● **SELECTED EXTRACT**:
+---+

Tyler: Duh, what does it look like?
Keely's father: [From high rise balcony] Fuck off Mia, Keeley ain't here!
Mia: Can you give Keeley a message for me? Tell her I think her old man's a cunt! [Walks away]
Keely's father: I have you Mia one of these days!
Mia: You'll be so fucking lucky!

Billy: [Running to Mia attempting to break a horse's chains] Cunt, walk away! What are you fucking doing?!
Mia: What's it look like? [Runs away]
Billy: Fuck off!

Keely's friend 1: [To Mia watching her and friends dance with look of strong disdain] What the fuck's your problem?!
Mia: [Walking up to girls] Your terrible dancing's my problem!
Keely: Look Mia, just don't start!
Mia: You can talk Keeley, since when did you have such ugly friends?
Keely's friend 1: Talk about ugly you skanky little pikey. [Mia headbutts her in the nose]
Keely's friend 2: You fucking idiot!
Mia: What you going to do about it?
Keely's friend 2: Fuck off! Go away!
Mia: If you want some fucking more you know where I am!

Mia: [Entering apartment] It's only me.
Joanne: Police have been looking for you! You broke that girl's nose didn't you?!
Mia: I didn't start it!
Joanne: Yes, you fucking did you liar!
Mia: No I didn't!
Joanne: [Grabbing at Mia] Yes, you fucking did! I'll tell you...!
Mia: Mum, let go of me! Let go of me mum!
Joanne: I won't fucking let go of you, you little cunt! I don't know what's wrong with you?!
Mia: [Runs to bedroom and shouts down] You're what's wrong with me!

Billy: [Walks up to Mia observing horse] Oi, oi. This is private property. Bollocks is it. Looks like this one's looking for a party.
Mia: Fancy that.
Billy's friend: [Looking through Mia's bag] We're having a party.
Mia: Give me that back.
Billy: We don't mind a gatecrasher do we? Especially when they're bringing their own booze. [Holds out hammer] What do you need this for then?
Mia: Hammer rusty nails into your dick, what do you think?
Billy: Something tells me you're up to no good.
Mia: [Billy's friend grabs Mia's bag] What are you doing, oi, give me that back!
Billy: [He and friend grab Mia by arms and legs holding her up] Let's have a bit of fun.
Mia: Get off me!
Billy: Easy, steady, steady.
Billy's friend: It doesn't look like she wants to come to our party.
Mia: Don't touch me! Get off, what are you doing?! [Repeatedly] Get off me! Get off you fucking idiots! Get off me!
Billy: Easy, steady, steady!
Mia: Get the fuck off me!
Billy: [Mia runs away] Don't mind me, carry on. I was enjoying it!

Connor: [To Mia watching and dancing to music video on kitchen TV] I'm a friend of your mother. You dance like a black. It's a compliment.
Mia: And what would you know?
Connor: I watch videos like everyone else.

+---+

(Records)
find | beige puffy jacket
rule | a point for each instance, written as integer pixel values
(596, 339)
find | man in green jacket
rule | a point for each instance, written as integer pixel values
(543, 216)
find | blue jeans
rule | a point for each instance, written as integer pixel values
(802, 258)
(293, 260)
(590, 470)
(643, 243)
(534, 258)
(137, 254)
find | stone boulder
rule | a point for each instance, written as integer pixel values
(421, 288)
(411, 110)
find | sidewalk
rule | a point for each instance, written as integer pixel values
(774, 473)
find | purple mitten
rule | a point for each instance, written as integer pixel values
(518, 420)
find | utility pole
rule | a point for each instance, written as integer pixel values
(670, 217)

+---+

● **REQUIREMENTS**: Which speakers in the dialogue excerpt are identified by a personal name in their speaker labels? List them all. These rows were drawn from a separate source.

● **RESPONSE TO THE EXERCISE**: Tyler, Mia, Keely, Billy, Joanne, Connor